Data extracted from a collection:
#####

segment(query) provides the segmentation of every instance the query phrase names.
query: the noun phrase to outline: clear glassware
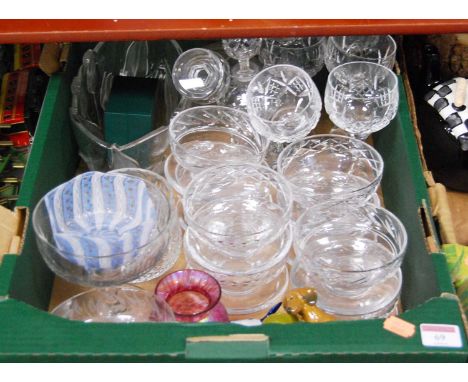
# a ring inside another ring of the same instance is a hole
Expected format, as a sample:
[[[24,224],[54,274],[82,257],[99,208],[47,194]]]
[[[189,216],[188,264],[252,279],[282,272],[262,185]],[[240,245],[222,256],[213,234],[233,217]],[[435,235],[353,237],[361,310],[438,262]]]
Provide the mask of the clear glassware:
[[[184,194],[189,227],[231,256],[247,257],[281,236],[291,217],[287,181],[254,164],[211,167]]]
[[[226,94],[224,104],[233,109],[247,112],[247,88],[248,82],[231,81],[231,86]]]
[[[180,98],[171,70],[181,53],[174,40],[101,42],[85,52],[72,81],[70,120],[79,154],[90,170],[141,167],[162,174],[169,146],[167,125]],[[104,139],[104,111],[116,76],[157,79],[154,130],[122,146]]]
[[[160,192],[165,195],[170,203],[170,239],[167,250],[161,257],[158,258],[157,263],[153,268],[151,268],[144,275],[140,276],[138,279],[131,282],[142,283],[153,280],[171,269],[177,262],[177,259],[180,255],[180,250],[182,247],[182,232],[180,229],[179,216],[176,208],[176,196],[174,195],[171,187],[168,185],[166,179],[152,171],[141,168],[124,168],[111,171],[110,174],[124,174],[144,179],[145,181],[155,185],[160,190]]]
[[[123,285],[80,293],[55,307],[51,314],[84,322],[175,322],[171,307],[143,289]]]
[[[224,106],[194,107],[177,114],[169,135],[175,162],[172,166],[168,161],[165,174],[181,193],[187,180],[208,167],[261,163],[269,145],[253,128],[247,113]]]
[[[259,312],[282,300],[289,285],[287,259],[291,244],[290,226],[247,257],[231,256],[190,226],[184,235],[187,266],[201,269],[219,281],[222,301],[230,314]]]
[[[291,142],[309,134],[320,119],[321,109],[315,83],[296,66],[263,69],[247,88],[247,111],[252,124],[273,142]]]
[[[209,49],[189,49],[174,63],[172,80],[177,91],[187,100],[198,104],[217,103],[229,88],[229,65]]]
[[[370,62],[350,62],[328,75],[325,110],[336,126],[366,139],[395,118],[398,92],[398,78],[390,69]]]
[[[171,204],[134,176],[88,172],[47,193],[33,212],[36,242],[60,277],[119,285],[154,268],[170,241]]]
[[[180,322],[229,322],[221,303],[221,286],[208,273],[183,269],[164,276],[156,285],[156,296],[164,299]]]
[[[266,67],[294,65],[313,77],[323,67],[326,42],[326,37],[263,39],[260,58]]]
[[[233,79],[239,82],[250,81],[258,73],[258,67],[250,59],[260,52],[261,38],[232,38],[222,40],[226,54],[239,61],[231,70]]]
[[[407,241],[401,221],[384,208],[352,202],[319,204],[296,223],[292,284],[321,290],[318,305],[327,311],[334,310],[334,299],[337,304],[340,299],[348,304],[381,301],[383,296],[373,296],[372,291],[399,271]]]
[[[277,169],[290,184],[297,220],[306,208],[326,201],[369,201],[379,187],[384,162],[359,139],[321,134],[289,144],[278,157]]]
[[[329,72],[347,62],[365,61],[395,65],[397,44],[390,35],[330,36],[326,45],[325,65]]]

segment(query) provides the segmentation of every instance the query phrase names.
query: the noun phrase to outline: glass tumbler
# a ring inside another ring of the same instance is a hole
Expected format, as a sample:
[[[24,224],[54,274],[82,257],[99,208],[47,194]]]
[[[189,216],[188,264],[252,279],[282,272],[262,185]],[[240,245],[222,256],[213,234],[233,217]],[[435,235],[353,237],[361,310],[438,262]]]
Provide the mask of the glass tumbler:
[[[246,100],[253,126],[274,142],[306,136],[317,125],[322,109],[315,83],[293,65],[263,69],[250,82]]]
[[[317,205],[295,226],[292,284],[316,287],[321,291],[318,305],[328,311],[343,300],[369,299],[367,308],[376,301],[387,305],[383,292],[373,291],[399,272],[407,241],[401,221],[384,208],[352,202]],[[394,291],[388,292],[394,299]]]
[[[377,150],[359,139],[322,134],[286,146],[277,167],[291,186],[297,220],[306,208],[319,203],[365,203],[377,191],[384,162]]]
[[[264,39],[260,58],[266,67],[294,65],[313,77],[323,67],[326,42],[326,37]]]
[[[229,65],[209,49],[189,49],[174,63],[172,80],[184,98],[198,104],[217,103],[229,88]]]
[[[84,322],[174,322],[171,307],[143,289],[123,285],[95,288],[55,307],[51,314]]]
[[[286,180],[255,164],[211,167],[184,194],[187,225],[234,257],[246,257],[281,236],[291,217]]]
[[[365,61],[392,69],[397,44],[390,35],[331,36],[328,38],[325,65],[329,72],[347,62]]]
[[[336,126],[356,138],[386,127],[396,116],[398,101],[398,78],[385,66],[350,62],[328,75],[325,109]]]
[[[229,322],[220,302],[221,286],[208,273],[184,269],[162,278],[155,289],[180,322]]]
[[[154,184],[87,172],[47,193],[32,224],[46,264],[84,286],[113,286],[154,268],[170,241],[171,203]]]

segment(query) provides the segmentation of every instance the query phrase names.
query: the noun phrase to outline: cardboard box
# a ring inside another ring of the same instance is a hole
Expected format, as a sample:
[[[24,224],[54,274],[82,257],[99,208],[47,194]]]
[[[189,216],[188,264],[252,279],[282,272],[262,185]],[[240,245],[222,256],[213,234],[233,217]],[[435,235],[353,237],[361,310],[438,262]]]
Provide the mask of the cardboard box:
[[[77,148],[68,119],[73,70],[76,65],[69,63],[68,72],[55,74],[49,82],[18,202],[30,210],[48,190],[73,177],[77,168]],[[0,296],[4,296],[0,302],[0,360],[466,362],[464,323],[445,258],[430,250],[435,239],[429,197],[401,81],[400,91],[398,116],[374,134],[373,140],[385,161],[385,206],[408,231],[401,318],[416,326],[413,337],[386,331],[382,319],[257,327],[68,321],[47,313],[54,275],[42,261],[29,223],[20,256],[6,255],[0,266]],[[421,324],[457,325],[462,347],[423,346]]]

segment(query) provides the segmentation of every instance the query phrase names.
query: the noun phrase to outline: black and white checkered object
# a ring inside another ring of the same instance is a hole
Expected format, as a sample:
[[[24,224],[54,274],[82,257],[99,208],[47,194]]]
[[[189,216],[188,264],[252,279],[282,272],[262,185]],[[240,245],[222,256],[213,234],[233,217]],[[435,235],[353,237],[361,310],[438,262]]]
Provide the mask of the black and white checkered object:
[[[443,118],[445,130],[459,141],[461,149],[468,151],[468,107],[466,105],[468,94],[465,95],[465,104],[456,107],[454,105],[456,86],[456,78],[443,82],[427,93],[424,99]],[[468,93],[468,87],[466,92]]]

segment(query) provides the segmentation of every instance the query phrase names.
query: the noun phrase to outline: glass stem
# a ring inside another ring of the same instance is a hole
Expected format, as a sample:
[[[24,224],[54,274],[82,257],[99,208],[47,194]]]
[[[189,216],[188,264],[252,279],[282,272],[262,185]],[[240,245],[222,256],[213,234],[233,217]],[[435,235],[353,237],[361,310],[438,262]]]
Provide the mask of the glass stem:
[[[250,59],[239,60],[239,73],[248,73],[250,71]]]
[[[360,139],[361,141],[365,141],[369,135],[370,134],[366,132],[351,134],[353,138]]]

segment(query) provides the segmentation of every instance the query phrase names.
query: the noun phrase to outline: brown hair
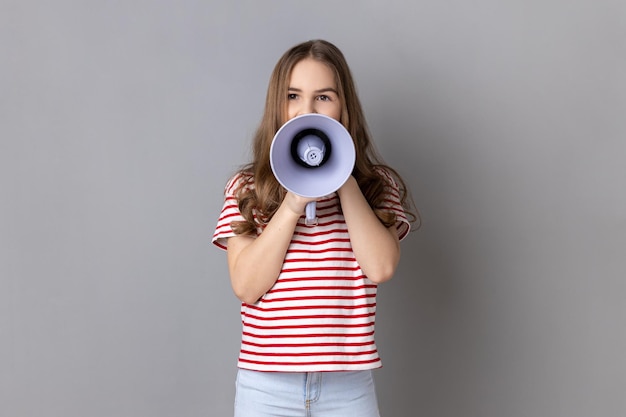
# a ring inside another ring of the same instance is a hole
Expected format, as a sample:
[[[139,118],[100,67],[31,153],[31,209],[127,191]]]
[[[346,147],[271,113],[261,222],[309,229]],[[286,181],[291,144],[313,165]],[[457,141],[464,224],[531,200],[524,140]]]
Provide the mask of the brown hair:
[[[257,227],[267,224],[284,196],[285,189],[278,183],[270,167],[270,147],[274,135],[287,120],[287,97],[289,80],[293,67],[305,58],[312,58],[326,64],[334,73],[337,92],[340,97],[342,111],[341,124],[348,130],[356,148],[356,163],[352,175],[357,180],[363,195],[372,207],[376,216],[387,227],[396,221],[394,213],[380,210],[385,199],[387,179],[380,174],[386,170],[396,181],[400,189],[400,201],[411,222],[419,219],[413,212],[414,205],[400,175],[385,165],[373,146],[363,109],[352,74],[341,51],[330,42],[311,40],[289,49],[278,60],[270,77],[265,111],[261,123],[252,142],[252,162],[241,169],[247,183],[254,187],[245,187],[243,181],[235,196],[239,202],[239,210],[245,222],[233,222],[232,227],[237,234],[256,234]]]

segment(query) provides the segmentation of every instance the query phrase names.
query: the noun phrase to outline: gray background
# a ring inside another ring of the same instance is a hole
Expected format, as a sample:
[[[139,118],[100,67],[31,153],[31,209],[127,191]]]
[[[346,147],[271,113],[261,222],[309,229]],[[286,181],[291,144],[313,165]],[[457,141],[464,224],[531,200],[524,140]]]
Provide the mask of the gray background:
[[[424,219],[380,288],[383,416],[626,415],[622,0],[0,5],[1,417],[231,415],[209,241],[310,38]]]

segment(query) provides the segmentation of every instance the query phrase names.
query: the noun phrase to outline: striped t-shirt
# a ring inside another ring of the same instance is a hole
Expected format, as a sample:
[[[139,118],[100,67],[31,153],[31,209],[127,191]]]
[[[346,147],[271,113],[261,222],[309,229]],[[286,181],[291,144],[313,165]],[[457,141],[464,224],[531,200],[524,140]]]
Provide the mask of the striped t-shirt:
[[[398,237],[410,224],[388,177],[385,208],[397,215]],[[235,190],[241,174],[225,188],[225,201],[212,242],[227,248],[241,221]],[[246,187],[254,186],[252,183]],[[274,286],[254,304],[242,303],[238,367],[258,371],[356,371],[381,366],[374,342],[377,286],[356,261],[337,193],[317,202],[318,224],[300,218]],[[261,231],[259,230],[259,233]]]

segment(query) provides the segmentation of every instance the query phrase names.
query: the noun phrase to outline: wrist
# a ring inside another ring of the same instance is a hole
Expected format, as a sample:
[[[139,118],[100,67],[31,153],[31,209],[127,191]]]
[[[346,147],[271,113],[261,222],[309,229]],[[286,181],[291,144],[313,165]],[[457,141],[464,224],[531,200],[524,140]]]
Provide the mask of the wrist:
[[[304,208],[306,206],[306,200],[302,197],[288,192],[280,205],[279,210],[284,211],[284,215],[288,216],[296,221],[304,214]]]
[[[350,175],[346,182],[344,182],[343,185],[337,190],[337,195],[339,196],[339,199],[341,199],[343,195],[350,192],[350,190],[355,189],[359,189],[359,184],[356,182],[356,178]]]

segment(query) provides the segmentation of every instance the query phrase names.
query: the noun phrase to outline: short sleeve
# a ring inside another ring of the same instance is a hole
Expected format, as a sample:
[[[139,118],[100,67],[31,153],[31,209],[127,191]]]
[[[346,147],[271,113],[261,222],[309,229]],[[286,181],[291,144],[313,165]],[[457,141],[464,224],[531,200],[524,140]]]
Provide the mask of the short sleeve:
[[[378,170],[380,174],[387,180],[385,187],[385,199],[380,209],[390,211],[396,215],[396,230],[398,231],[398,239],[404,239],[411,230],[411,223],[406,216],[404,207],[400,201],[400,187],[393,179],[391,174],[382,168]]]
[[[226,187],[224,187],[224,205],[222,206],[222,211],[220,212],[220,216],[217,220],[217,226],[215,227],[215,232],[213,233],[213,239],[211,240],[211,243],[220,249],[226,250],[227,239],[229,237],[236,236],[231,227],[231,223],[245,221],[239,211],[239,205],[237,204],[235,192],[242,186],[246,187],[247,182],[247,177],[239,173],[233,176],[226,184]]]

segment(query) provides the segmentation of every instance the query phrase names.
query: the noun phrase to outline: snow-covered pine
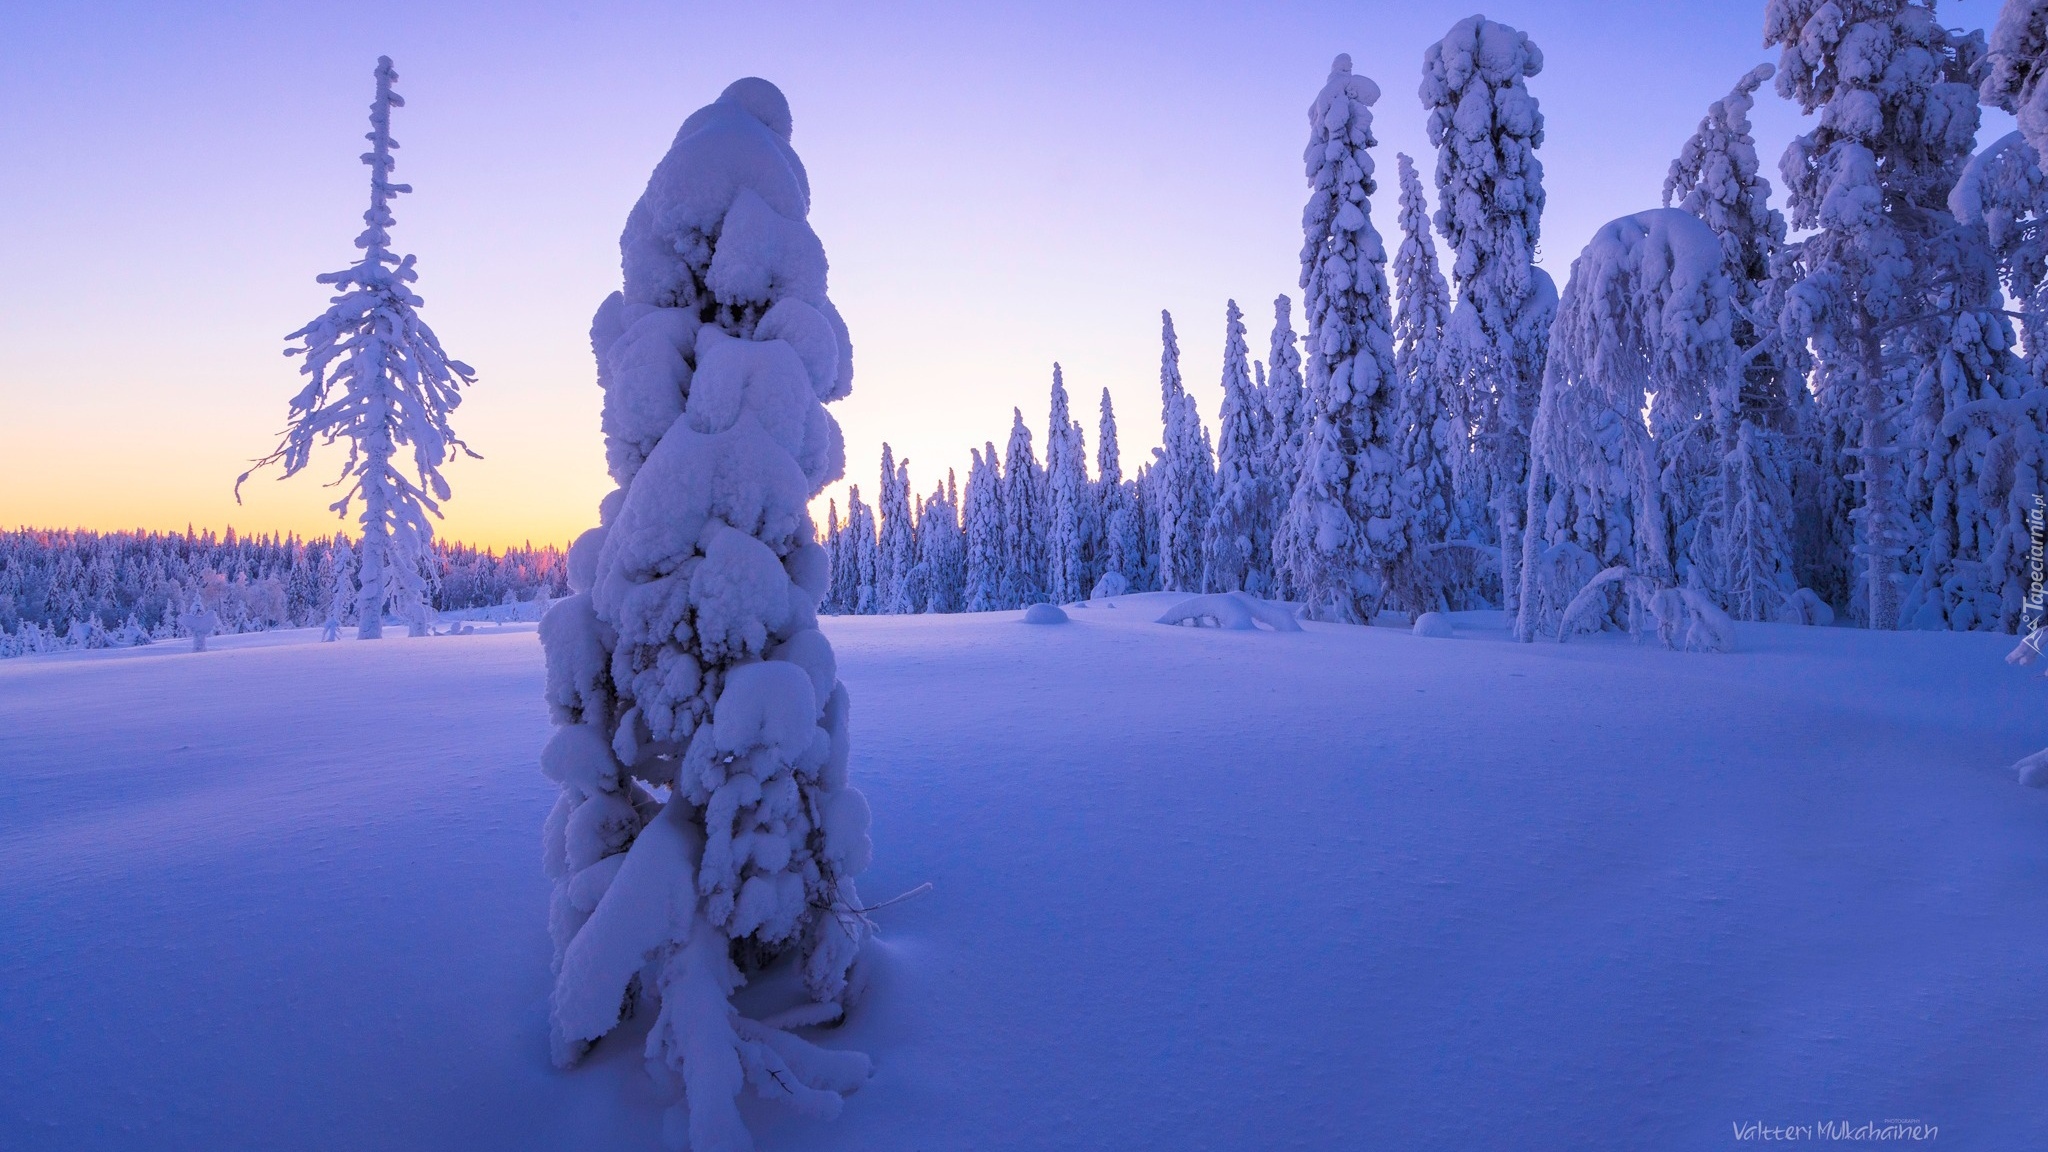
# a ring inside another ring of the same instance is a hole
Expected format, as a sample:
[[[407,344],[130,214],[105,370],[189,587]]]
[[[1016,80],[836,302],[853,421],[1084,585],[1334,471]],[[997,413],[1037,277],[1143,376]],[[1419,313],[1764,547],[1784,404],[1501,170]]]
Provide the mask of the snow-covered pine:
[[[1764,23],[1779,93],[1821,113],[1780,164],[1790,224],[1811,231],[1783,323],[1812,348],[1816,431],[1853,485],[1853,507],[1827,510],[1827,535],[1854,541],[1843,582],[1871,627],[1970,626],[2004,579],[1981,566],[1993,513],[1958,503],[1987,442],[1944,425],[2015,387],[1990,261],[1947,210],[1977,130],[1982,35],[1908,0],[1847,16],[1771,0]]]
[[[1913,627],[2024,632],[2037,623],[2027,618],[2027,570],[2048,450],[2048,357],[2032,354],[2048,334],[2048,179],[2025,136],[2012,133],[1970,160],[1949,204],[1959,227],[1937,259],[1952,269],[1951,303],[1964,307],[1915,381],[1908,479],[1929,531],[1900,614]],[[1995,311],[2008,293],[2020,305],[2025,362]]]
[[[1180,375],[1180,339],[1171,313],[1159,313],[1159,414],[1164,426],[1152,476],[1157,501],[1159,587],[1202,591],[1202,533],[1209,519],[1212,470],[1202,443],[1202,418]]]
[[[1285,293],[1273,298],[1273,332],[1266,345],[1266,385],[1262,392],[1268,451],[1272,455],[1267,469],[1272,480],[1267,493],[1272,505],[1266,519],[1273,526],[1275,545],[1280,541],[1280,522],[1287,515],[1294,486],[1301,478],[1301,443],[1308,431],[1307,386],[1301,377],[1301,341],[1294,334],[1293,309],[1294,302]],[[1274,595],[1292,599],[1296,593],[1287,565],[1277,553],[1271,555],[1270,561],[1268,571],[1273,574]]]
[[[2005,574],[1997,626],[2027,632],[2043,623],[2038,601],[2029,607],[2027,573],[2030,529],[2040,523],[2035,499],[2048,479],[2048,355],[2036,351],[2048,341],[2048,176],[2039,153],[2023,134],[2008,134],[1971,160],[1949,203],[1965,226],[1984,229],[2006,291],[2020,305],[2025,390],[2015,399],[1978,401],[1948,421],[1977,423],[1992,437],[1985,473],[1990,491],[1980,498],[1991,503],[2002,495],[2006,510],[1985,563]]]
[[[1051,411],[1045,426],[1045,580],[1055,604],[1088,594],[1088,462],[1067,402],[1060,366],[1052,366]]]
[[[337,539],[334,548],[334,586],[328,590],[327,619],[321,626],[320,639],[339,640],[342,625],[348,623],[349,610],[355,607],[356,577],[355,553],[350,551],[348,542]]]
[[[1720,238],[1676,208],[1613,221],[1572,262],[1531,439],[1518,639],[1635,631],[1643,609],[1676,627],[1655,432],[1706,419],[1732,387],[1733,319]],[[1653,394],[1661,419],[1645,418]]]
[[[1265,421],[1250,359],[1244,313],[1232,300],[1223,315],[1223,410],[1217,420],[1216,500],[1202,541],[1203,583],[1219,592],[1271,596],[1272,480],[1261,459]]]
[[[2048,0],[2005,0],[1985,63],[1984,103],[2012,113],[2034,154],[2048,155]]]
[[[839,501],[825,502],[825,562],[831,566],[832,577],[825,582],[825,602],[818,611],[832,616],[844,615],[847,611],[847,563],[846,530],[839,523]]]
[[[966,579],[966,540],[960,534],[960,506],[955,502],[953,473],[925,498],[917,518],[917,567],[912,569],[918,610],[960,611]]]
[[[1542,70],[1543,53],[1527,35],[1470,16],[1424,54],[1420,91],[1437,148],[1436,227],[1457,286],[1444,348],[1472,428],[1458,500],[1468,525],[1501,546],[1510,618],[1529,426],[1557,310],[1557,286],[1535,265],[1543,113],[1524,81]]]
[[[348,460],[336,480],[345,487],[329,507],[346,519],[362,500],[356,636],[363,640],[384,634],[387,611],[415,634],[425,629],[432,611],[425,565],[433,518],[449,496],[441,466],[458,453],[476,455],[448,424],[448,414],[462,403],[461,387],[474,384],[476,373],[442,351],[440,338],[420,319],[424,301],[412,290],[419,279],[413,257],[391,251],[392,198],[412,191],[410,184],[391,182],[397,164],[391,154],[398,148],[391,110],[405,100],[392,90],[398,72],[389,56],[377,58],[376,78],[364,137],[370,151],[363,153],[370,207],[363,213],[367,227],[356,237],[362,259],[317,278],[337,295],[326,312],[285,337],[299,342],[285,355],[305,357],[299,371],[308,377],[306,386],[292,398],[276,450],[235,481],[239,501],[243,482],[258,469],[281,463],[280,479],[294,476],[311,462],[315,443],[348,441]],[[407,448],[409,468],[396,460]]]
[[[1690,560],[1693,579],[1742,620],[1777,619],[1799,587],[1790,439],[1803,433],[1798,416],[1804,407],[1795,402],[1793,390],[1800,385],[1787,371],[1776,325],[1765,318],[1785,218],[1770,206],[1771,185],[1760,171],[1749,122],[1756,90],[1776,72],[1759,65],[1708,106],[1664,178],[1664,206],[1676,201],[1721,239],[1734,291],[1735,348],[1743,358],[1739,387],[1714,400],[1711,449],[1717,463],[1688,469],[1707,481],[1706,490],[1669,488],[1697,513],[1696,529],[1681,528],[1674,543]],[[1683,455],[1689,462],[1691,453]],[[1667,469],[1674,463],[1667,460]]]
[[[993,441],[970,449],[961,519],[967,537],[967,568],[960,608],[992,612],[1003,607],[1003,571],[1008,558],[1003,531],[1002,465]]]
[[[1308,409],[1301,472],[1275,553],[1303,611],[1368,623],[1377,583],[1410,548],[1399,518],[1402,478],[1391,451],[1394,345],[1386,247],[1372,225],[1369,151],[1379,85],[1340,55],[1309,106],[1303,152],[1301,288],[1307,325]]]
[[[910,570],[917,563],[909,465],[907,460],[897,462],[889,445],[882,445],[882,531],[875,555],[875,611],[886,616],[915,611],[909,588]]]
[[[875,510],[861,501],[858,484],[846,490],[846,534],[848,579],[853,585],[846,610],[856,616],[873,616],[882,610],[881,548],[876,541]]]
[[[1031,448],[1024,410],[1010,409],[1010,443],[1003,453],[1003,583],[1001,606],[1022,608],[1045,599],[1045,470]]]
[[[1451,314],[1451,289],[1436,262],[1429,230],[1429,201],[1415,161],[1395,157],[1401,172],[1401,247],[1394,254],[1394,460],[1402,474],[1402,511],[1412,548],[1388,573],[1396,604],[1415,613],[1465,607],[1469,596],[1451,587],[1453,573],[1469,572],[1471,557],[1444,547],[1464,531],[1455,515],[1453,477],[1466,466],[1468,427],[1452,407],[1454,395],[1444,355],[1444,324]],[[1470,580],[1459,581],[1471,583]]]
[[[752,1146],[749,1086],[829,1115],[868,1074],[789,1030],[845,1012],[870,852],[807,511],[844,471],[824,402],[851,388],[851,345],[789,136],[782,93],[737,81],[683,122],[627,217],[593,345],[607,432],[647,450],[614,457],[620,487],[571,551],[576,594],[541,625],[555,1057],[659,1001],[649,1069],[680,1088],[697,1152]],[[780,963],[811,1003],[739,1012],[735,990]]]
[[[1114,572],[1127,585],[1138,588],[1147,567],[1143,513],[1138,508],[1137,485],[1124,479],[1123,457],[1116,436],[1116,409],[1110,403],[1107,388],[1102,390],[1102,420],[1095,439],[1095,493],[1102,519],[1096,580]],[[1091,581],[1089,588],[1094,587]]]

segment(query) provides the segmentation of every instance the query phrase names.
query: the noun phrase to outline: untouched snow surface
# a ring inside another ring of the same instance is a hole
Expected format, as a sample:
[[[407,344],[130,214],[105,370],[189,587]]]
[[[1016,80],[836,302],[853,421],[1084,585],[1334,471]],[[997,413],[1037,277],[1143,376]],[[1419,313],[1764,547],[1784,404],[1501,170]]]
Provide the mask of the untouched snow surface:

#####

Problem description: Each line with the word "surface" in the records above belongs in the result; copy all of them.

Solution to the exercise:
query: the noun phrase to outline: untouched snow surface
Provide the mask of the untouched snow surface:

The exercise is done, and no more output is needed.